__Task brief__:
Write out every line of the material as it stands, apart from the pictures.

begin Records shown

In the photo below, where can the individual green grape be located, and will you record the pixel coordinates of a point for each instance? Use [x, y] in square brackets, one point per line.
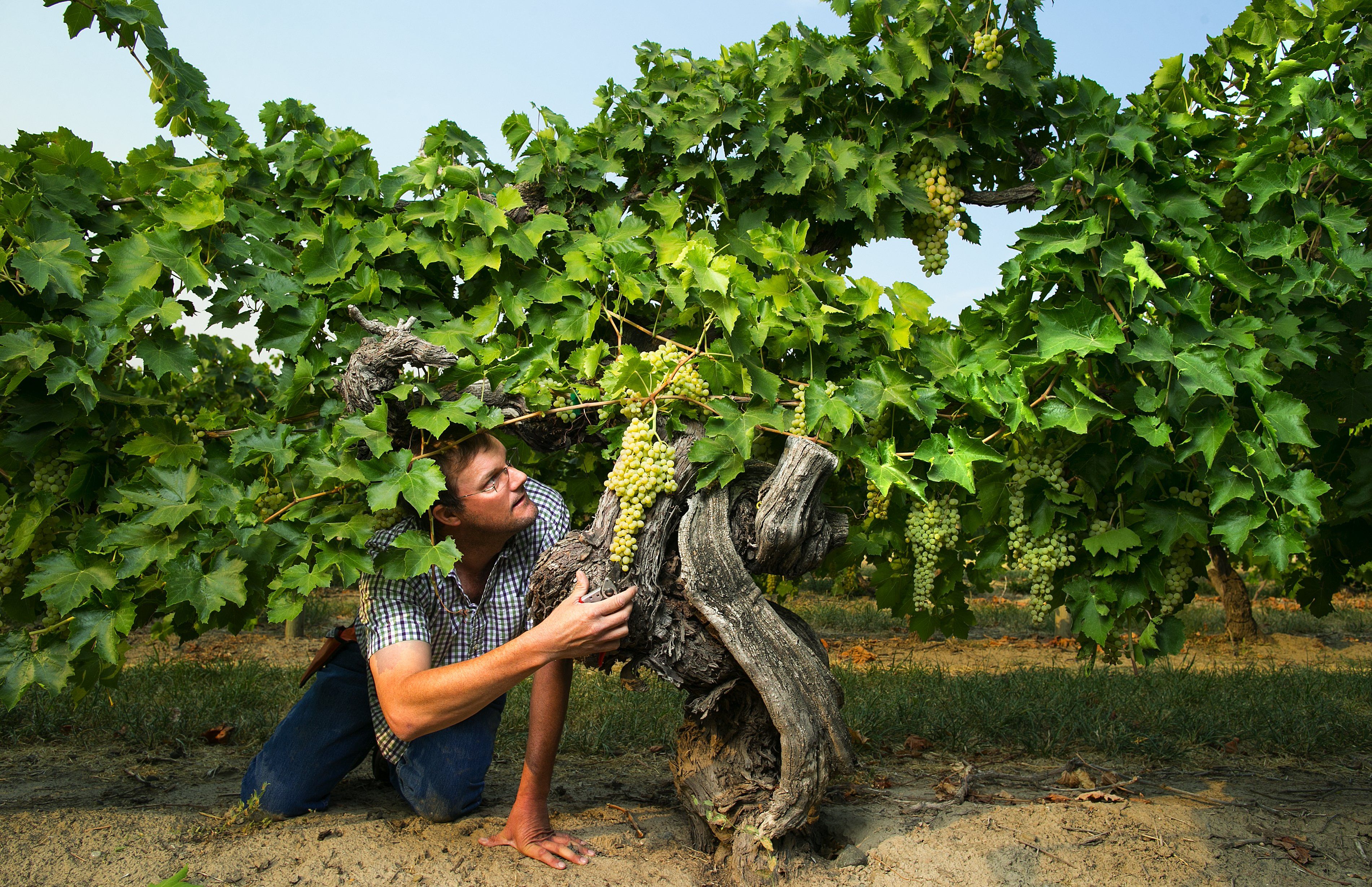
[931, 528]
[877, 504]
[1042, 556]
[645, 468]
[271, 502]
[388, 519]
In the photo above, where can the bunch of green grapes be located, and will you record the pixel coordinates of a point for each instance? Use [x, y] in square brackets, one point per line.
[51, 475]
[986, 46]
[271, 502]
[846, 583]
[877, 504]
[1176, 575]
[186, 419]
[645, 468]
[931, 232]
[929, 530]
[688, 382]
[388, 519]
[1047, 554]
[798, 421]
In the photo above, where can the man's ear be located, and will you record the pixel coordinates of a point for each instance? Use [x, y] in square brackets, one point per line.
[446, 516]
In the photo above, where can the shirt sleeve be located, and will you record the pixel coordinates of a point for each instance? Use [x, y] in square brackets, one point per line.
[389, 613]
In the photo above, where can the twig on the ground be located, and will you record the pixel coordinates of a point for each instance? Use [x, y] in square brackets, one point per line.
[637, 830]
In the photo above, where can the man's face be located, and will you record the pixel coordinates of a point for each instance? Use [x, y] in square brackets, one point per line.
[504, 509]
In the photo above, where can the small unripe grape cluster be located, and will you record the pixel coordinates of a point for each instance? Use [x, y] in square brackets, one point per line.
[271, 502]
[986, 46]
[877, 505]
[798, 421]
[388, 519]
[1176, 575]
[186, 419]
[929, 530]
[688, 382]
[51, 476]
[931, 232]
[645, 468]
[1043, 556]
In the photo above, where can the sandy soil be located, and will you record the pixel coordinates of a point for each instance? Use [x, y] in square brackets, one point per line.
[104, 816]
[108, 815]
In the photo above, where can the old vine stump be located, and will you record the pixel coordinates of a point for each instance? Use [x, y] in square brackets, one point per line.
[763, 730]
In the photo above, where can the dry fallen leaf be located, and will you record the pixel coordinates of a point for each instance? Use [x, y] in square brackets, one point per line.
[859, 655]
[219, 735]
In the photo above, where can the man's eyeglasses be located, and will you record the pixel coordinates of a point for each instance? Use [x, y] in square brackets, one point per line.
[501, 479]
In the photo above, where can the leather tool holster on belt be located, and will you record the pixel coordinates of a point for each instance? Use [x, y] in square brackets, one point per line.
[334, 642]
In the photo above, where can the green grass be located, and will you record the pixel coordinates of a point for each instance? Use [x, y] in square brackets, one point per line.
[1163, 713]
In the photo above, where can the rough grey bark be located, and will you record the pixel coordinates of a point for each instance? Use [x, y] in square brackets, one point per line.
[1234, 595]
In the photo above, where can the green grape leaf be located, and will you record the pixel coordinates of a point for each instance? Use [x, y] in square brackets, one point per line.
[953, 457]
[394, 476]
[1112, 542]
[65, 579]
[206, 593]
[1082, 327]
[165, 441]
[414, 554]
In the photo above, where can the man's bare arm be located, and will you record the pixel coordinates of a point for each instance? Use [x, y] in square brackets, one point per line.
[418, 700]
[529, 829]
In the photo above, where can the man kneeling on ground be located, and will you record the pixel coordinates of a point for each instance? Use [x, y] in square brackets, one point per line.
[424, 683]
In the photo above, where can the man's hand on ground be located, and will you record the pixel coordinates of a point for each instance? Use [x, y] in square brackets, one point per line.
[578, 630]
[530, 831]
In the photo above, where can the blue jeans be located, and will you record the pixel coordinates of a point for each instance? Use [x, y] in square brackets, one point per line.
[330, 733]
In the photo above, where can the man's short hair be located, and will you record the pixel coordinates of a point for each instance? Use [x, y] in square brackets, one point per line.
[457, 457]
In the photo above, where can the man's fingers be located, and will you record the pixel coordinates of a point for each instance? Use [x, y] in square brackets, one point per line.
[615, 602]
[566, 852]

end Records shown

__Written solution__:
In the photo below, where can the individual green grape be located, and will you record the pixel coordinates of a point for each instance? Use [x, y] in square brackets, one point per line.
[931, 528]
[877, 504]
[1042, 556]
[645, 468]
[271, 502]
[388, 519]
In the photo above, where can the bunch of green grapes be located, and will you record the pixel coordinates of a point for each instance? Use [x, y] in square brackets, one point per line.
[51, 475]
[986, 46]
[271, 502]
[846, 583]
[877, 504]
[1176, 575]
[186, 419]
[645, 468]
[931, 232]
[929, 530]
[688, 382]
[388, 519]
[1047, 554]
[798, 421]
In the photo above, where can the man's ear be located, and will you record the pixel coordinates of a point for each instance? Use [x, y] in square brackets, one point per line.
[446, 516]
In the photo above, where can the shirt sleeve be located, and will you record the pixel coordinates of a point for each instance? Use [x, y] in square brackets, one point per line.
[389, 613]
In the photo above, where can the twig on the ground be located, and will you record the pixel coordinates of a point for each instance? Use [x, y] in square brackets, one point per line.
[637, 830]
In the photo above, where can the man's face be located, and will you record the pixel coordinates of a point for each instance? Use [x, y] in square brackets, one point per line.
[504, 509]
In the photo above, where can the small unripe grape cluster be located, and will you record the pixel coordinates of a point for each instance? Use [x, y] in square brackets, one point per line.
[271, 502]
[986, 46]
[877, 505]
[798, 421]
[388, 519]
[1176, 575]
[186, 419]
[929, 530]
[688, 382]
[51, 476]
[931, 232]
[645, 468]
[1043, 556]
In the photo above, where can the sandy soil be located, and will you record the pixel coordinates of a point for each instance? Use [x, y] in square brackets, one point per line.
[104, 816]
[108, 815]
In the photo above, where can the old vine stump be located, and will you record the pixel coordinates of a point for each instance? Use [x, y] in square brackets, one point per line.
[763, 730]
In the photo above, where can the dry fallen leaf be located, and will you record the pixel coordinates of a point for each instance? Use [x, y] in square brackets, one point per line.
[859, 655]
[219, 735]
In the photo above, where can the man's eyeglasses be located, and will you record the pixel coordinates of a point for each instance? Use [x, y] in square brackets, one point per line.
[501, 479]
In the photo above, where can the leather tool holster on belt be located, and will you record the pixel coordinates of a point for each instance? Use [x, y] in square brackets, one point per line.
[334, 642]
In the photo above, where can the green grass be located, and will you record the pixel coordinates of a point for each instance? Use [x, y] in square brackets, one point per line.
[1163, 713]
In the photo above, where can the rough grey bark be located, and will you record the pixel coordinates of a point for each instance? Use [x, y] in square brackets, one point per line.
[1234, 595]
In the photo above, where can the green grape leaf be located, and will you record the pixel coordinates of a point for each instance? Use [x, y] in square brackets, one point per line.
[953, 457]
[394, 476]
[1112, 542]
[65, 579]
[206, 593]
[1082, 327]
[165, 441]
[414, 554]
In the photo above, where can the man's bare arm be located, and will you record the pixel coordinates of a point for each instance? Use [x, y] in square brackets, one point per line.
[418, 700]
[529, 829]
In the photo above, where can the man kneeling on ground be located, and will you record the pixel coordinates of a point for each instance? Use [x, y] in square brackets, one point per line.
[424, 683]
In the photo above, where can the man's hand on ground be located, and will you record the pixel coordinates of a point for each instance? Use [x, y] in square brackets, one point per line.
[578, 630]
[530, 831]
In the photo above, where can the blue jeans be located, and will you record the pixel coordinates of a point for each instance? Use [x, y] in square brackets, one point per line.
[330, 733]
In the photo above, where can the man's short hair be located, and will you record the pixel coordinates of a point for each instance? Use [x, y] in square brackets, one point per line.
[457, 457]
In the photo above, where can the man's fingers be located, and will you record the pixel coordinates of a point for each instance? Use [x, y] in square brackets, one point per line.
[615, 602]
[566, 852]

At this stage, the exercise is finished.